* **Selected passage**:
━━━

These two sessions sat really naturally together, both circling the same core idea: seafarer wellbeing isn’t a side topic anymore, it’s central to safety, performance, and retention. Dr Pennie Blackburn took a step back to look at the system as a whole, while Emma MacCarthy zoomed right into daily life onboard. Different angles, but a very consistent message running through both: we already know enough, the challenge is turning that into action that actually lands.
Dr Blackburn opened with some hard-hitting data that sets the context quickly. A 2019 study showed 28% of seafarers screened positive for a diagnosable level of depression, with 20% experiencing anxiety, and 35% saying they had asked no one for help. One of the most significant findings was that the strongest influence on mental health wasn’t just workload or environment, but whether the company felt caring or not. More recent industry figures reinforced the scale of the issue, including fatigue ranking 5th among top illnesses, stress contributing to 6 out of 10 common conditions, and 9% of fatalities onboard linked to suicide.
From there, her focus shifted to why progress feels so slow despite increased awareness since the pandemic. Mental health, she argued, is still too often treated as a “nice to have” rather than something embedded into how organisations actually operate. A key challenge is coordination gaps and initiative fatigue, lots of programmes exist, but they’re often disconnected, inconsistent, or not clearly evidence-based. The result is a lot of activity, but not always a clear sense of impact.

━━━

* **Listed records**:
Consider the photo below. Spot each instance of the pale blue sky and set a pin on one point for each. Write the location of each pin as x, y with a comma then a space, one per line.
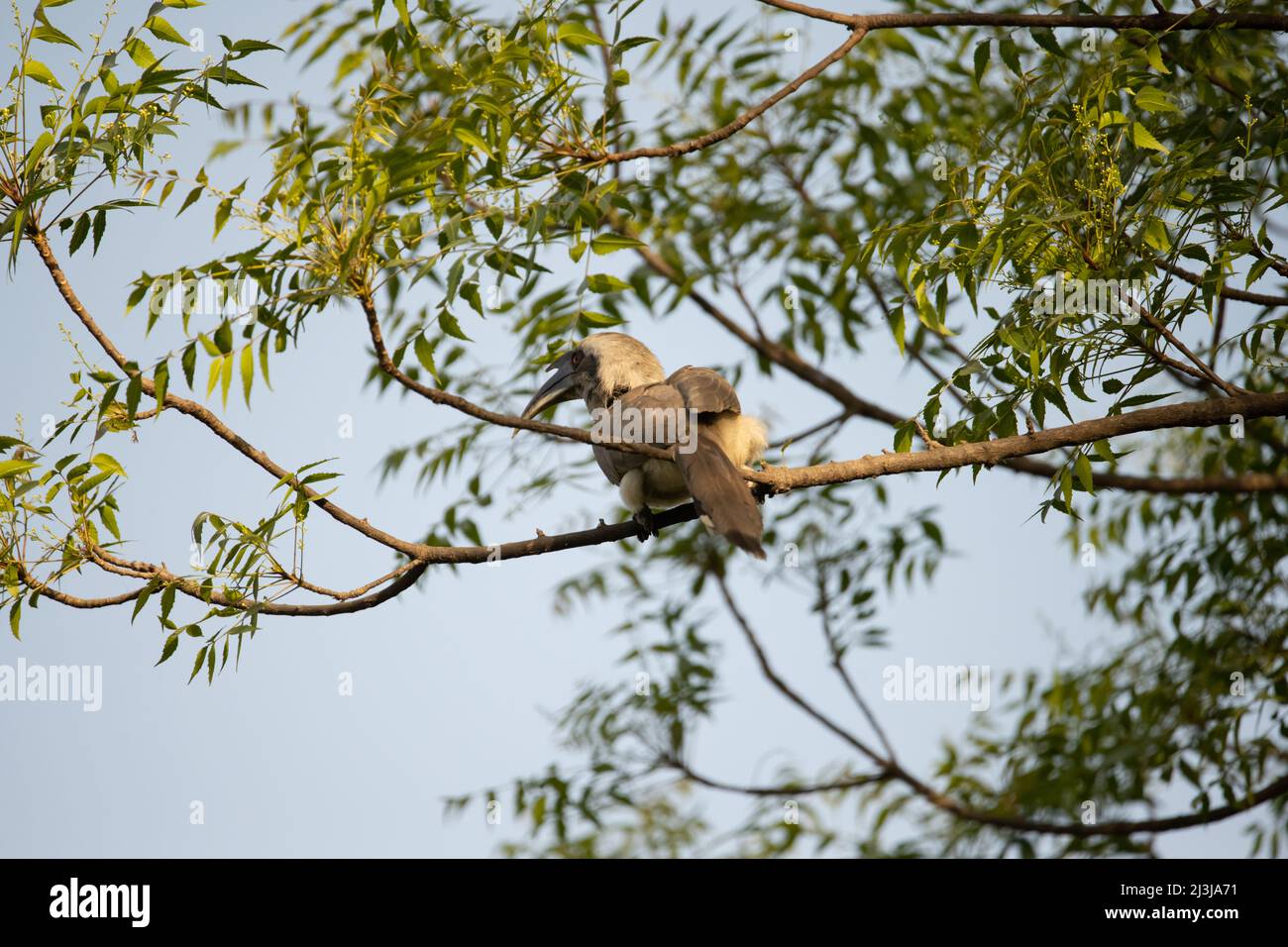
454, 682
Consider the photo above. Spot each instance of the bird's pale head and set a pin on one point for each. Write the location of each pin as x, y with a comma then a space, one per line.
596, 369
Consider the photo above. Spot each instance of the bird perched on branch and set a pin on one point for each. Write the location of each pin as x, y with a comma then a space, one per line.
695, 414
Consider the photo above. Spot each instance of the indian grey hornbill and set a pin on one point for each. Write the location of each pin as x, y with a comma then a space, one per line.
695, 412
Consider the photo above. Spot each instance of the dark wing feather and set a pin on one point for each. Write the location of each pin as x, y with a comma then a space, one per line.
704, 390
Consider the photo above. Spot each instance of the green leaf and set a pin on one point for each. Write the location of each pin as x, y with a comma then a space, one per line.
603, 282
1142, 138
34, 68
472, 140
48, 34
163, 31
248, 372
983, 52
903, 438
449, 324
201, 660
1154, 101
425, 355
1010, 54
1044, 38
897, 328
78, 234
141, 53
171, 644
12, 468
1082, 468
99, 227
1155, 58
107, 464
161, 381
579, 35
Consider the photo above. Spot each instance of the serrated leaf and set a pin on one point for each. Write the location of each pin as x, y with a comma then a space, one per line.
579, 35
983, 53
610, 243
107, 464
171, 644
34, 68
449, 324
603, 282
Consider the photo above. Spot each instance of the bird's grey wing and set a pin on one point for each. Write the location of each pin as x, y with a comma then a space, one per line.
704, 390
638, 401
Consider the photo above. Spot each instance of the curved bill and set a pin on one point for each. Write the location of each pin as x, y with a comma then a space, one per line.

━━━

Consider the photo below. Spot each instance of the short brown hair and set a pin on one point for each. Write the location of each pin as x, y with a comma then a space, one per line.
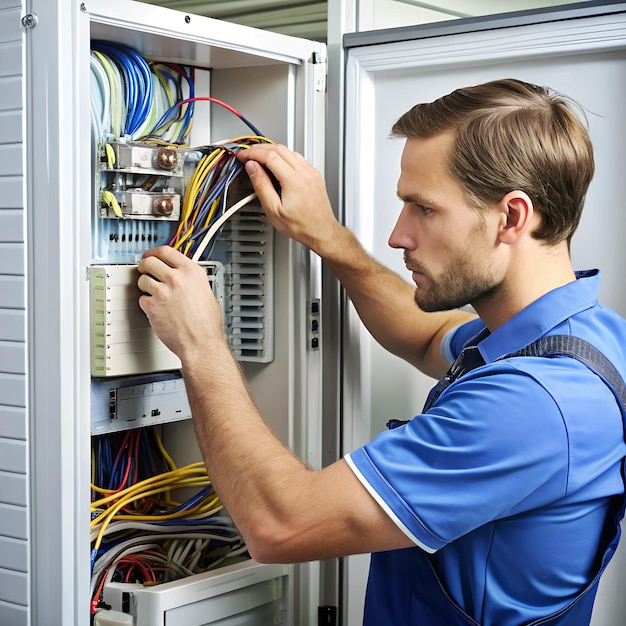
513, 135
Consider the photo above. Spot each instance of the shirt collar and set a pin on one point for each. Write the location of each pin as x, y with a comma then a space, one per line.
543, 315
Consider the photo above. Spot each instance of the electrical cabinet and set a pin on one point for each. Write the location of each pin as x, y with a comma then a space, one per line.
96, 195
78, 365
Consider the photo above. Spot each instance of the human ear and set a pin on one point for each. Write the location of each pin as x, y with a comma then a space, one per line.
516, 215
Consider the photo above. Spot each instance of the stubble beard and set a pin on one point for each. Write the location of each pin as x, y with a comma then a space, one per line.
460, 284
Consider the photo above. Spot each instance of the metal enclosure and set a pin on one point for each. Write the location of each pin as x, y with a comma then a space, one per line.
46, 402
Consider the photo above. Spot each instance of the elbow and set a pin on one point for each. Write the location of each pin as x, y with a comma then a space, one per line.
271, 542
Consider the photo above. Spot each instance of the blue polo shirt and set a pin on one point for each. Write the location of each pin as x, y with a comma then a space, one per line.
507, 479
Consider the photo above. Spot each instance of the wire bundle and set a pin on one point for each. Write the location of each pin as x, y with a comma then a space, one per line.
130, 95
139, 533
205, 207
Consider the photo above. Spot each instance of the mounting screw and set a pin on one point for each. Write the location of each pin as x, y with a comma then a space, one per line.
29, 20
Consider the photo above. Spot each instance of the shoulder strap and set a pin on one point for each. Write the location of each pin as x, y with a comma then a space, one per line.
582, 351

━━━

* **Problem requirements**:
From the text on seafarer wellbeing, extract the part starting with "These two sessions" and going on through "that actually lands.", copied word for word.

* **Exercise output**:
These two sessions sat really naturally together, both circling the same core idea: seafarer wellbeing isn’t a side topic anymore, it’s central to safety, performance, and retention. Dr Pennie Blackburn took a step back to look at the system as a whole, while Emma MacCarthy zoomed right into daily life onboard. Different angles, but a very consistent message running through both: we already know enough, the challenge is turning that into action that actually lands.